▶ _Recorded information_
--------
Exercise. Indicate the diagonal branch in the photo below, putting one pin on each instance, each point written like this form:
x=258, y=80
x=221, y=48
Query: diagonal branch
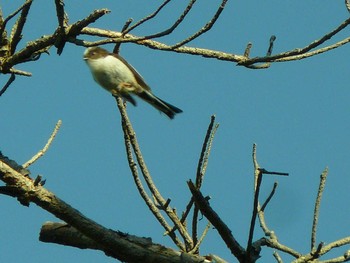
x=143, y=20
x=323, y=178
x=175, y=25
x=8, y=83
x=16, y=33
x=236, y=249
x=130, y=133
x=206, y=28
x=116, y=244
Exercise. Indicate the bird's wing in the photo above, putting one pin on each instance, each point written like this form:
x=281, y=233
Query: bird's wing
x=137, y=75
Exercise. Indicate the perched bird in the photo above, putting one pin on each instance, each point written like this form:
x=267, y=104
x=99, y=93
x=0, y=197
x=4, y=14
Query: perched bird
x=117, y=76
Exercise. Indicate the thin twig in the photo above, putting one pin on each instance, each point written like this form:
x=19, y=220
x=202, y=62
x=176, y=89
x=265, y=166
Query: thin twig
x=8, y=18
x=226, y=234
x=46, y=147
x=201, y=169
x=148, y=179
x=321, y=186
x=62, y=25
x=206, y=28
x=195, y=249
x=268, y=199
x=277, y=257
x=255, y=211
x=16, y=33
x=8, y=83
x=116, y=49
x=302, y=52
x=133, y=167
x=203, y=151
x=143, y=20
x=175, y=25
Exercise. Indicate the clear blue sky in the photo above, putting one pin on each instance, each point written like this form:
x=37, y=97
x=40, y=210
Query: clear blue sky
x=296, y=112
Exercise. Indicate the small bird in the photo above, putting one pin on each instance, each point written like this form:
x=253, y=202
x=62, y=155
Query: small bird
x=113, y=73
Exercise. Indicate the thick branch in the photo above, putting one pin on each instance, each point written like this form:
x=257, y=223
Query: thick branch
x=114, y=243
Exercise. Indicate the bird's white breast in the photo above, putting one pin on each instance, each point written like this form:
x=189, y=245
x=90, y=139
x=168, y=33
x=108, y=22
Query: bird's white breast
x=109, y=72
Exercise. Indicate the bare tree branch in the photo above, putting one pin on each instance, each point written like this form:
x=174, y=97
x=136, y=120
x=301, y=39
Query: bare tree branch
x=206, y=28
x=115, y=244
x=323, y=178
x=16, y=34
x=130, y=133
x=236, y=249
x=8, y=83
x=175, y=25
x=46, y=147
x=146, y=18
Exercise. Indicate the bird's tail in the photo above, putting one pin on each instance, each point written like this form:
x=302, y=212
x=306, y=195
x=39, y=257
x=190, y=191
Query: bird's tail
x=159, y=104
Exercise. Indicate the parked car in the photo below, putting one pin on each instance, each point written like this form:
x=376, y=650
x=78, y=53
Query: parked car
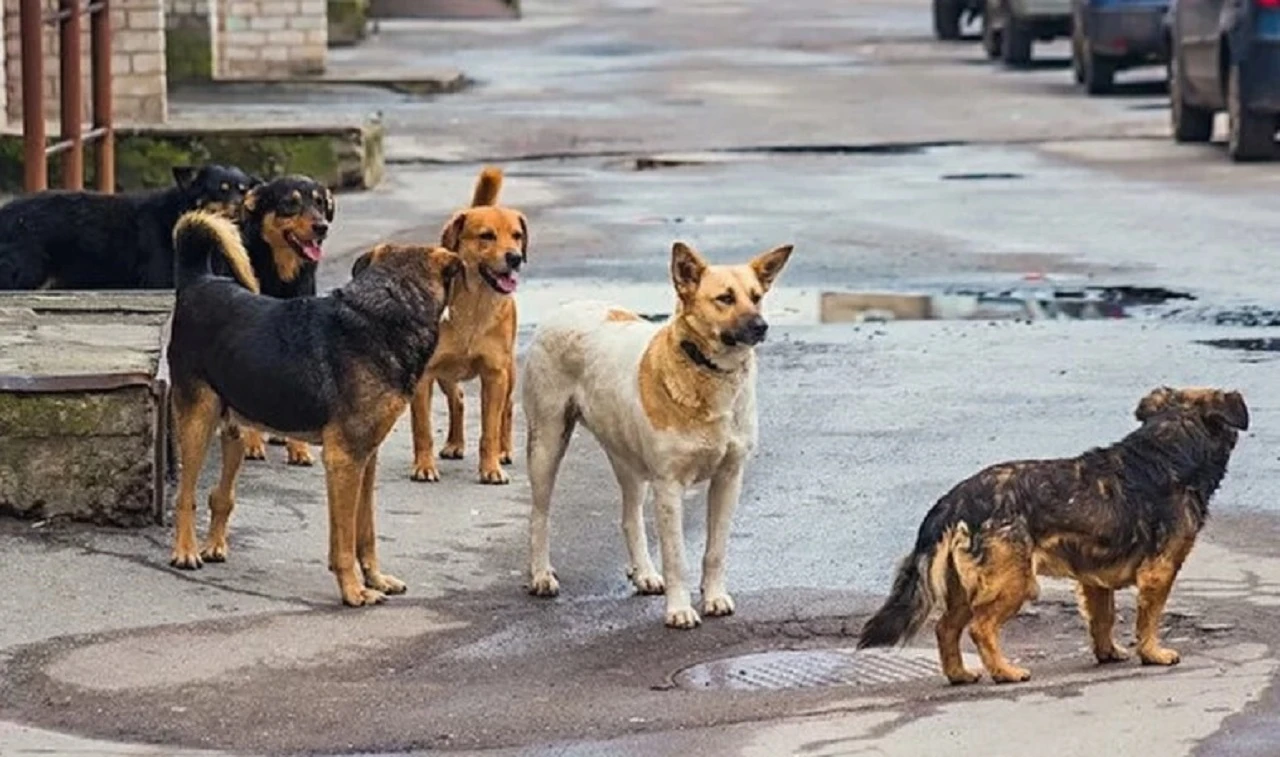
x=1109, y=36
x=1009, y=27
x=1225, y=55
x=950, y=17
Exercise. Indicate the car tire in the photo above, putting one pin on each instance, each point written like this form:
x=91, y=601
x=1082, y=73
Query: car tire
x=946, y=19
x=1191, y=123
x=992, y=40
x=1100, y=73
x=1015, y=48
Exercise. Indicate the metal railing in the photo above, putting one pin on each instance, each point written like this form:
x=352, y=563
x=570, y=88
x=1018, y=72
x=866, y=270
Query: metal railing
x=36, y=151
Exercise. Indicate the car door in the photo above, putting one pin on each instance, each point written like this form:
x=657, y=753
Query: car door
x=1196, y=30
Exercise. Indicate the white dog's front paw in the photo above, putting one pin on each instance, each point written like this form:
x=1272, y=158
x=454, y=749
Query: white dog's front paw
x=682, y=618
x=718, y=605
x=544, y=584
x=648, y=582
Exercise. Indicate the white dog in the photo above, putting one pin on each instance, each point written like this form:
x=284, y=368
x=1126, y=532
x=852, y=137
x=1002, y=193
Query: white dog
x=672, y=405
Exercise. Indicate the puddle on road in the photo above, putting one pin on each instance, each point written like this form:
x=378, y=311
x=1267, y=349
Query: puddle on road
x=1013, y=304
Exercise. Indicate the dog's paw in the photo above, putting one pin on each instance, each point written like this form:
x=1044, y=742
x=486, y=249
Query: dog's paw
x=718, y=605
x=496, y=475
x=963, y=676
x=682, y=618
x=544, y=584
x=385, y=583
x=214, y=551
x=298, y=454
x=1160, y=656
x=1010, y=674
x=361, y=597
x=647, y=582
x=186, y=559
x=1112, y=655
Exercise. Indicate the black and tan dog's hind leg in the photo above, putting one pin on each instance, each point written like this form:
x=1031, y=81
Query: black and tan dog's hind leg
x=196, y=411
x=1098, y=609
x=996, y=584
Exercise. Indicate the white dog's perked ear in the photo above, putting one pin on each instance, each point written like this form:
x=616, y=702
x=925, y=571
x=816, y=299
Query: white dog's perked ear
x=686, y=269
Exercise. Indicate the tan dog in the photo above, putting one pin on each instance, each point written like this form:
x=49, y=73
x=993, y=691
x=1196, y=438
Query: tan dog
x=672, y=405
x=478, y=338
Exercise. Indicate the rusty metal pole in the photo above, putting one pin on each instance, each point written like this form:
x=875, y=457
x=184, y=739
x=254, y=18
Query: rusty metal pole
x=100, y=44
x=73, y=94
x=35, y=168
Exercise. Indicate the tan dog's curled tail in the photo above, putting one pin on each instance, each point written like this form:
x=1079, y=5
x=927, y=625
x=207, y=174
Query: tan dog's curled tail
x=201, y=235
x=488, y=187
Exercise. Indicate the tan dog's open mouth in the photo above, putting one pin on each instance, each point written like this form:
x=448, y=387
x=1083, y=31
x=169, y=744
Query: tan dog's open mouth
x=504, y=282
x=309, y=249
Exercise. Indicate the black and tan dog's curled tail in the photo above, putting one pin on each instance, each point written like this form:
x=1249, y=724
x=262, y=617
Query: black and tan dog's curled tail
x=488, y=187
x=919, y=586
x=199, y=237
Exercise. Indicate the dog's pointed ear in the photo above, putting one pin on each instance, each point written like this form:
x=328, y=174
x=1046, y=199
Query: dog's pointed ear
x=1230, y=409
x=686, y=269
x=329, y=205
x=452, y=235
x=524, y=238
x=184, y=174
x=768, y=265
x=1153, y=402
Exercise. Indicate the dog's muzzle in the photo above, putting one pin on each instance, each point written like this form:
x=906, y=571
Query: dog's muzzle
x=749, y=333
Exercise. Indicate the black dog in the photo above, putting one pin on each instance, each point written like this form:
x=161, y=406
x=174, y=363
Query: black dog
x=59, y=240
x=336, y=370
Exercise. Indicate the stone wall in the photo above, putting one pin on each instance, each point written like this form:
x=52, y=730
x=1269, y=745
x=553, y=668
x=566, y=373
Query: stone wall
x=269, y=39
x=137, y=63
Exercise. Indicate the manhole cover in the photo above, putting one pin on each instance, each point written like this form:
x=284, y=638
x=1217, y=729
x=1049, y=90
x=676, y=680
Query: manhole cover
x=812, y=669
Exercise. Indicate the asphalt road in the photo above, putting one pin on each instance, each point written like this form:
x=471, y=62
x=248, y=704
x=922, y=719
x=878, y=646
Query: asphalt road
x=892, y=163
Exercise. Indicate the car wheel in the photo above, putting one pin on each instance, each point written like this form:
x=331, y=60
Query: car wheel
x=1016, y=48
x=1191, y=123
x=946, y=19
x=1251, y=135
x=1100, y=73
x=991, y=37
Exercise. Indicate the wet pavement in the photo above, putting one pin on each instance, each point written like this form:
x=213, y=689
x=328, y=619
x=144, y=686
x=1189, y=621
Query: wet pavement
x=896, y=165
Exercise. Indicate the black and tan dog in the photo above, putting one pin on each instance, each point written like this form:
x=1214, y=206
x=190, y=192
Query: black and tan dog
x=1111, y=518
x=336, y=370
x=479, y=337
x=283, y=226
x=59, y=240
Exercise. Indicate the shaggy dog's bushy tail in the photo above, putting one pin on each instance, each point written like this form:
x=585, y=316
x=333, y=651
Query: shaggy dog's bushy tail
x=920, y=583
x=199, y=238
x=488, y=187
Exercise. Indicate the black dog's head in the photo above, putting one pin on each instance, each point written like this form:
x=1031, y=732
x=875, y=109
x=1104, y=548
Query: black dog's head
x=292, y=214
x=216, y=188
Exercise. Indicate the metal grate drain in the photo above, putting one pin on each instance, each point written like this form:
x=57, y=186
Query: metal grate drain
x=812, y=669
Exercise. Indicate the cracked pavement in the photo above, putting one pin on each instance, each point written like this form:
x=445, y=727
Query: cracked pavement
x=892, y=163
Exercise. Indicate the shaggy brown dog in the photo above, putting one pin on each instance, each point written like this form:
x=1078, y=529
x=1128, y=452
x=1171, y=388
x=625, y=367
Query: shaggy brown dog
x=1112, y=518
x=479, y=336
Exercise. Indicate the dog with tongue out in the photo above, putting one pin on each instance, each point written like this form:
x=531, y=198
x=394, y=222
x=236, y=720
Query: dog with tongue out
x=478, y=334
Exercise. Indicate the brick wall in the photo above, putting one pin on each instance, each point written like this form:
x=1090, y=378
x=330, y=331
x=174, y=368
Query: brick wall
x=137, y=63
x=269, y=39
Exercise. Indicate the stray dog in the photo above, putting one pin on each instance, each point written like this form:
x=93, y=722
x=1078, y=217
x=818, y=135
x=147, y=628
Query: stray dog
x=672, y=405
x=336, y=370
x=283, y=224
x=479, y=336
x=1111, y=518
x=59, y=240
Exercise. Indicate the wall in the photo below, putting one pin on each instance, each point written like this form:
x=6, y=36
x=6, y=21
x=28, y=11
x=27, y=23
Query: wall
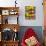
--------
▶ _Work required_
Using the data above, repeat exactly the lines that begin at the line with "x=213, y=689" and end at the line with "x=1104, y=548", both ends included.

▶ _Solution for this task_
x=213, y=689
x=328, y=619
x=144, y=686
x=1189, y=621
Query: wet pavement
x=896, y=165
Exercise. Indicate the black and tan dog in the photo above, putting one pin on each instance, each point written like this form:
x=1214, y=206
x=190, y=192
Query: black and tan dog
x=1111, y=518
x=336, y=370
x=479, y=337
x=283, y=226
x=59, y=240
Exercise. Indicate the shaggy dog's bushy tail in the photo above, putting one pin on each instance, each point written like this form:
x=585, y=316
x=333, y=651
Query: shaggy dog's bushy tail
x=920, y=583
x=199, y=238
x=488, y=187
Exercise. Indicate the black dog's head in the photo above, putting one pin on each instance, each point written like this form:
x=1031, y=732
x=875, y=109
x=1104, y=548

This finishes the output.